- [Supplied records]
--*--

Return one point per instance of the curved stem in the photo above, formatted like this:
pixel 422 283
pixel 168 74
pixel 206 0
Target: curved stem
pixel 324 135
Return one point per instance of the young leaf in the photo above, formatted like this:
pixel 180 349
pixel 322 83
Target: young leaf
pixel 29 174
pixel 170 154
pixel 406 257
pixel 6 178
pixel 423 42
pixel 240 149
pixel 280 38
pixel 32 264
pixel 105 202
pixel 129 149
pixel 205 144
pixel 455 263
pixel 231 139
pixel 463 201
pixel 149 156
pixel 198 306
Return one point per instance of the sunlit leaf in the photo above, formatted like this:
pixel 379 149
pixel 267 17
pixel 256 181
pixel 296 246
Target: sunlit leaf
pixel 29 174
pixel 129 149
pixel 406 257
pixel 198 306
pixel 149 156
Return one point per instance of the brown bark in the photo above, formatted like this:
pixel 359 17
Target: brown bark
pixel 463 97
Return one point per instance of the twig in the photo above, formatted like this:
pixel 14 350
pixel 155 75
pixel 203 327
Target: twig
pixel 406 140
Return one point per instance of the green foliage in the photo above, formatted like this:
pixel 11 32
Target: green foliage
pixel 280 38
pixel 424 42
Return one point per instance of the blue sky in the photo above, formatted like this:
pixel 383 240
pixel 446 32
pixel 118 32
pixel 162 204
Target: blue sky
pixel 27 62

--*--

- [Given task] Copy every line above back out word for word, changing nothing.

- [Finished answer]
Return one point per instance of the curved stem in the photo above, formatted like this:
pixel 422 283
pixel 168 74
pixel 206 0
Target: curved stem
pixel 324 135
Return one point per instance of the young leaf in the photo above, formatted like this:
pixel 180 349
pixel 322 83
Target: young leaf
pixel 29 174
pixel 170 154
pixel 406 257
pixel 6 178
pixel 423 42
pixel 240 149
pixel 280 38
pixel 32 264
pixel 105 202
pixel 129 149
pixel 205 144
pixel 455 263
pixel 231 139
pixel 463 201
pixel 149 156
pixel 198 306
Return one point per instance of the sunlit leaf in the photo above, formatted like this:
pixel 379 149
pixel 267 17
pixel 256 181
pixel 296 246
Target: sunlit leaf
pixel 29 174
pixel 129 149
pixel 406 257
pixel 198 306
pixel 149 156
Return one point per instance of the brown bark in the photo above, formatted like this:
pixel 359 17
Target: brown bark
pixel 463 97
Return one point per instance of the twig in the photo above, formatted like this:
pixel 14 350
pixel 155 75
pixel 203 327
Target: twig
pixel 406 140
Return one point per instance of the green foliage in the photo above, formatted like this:
pixel 11 32
Target: green foliage
pixel 280 38
pixel 424 42
Return one point per instance of the blue sky in the photo above, formatted like this:
pixel 383 240
pixel 446 32
pixel 118 32
pixel 162 204
Target: blue sky
pixel 27 62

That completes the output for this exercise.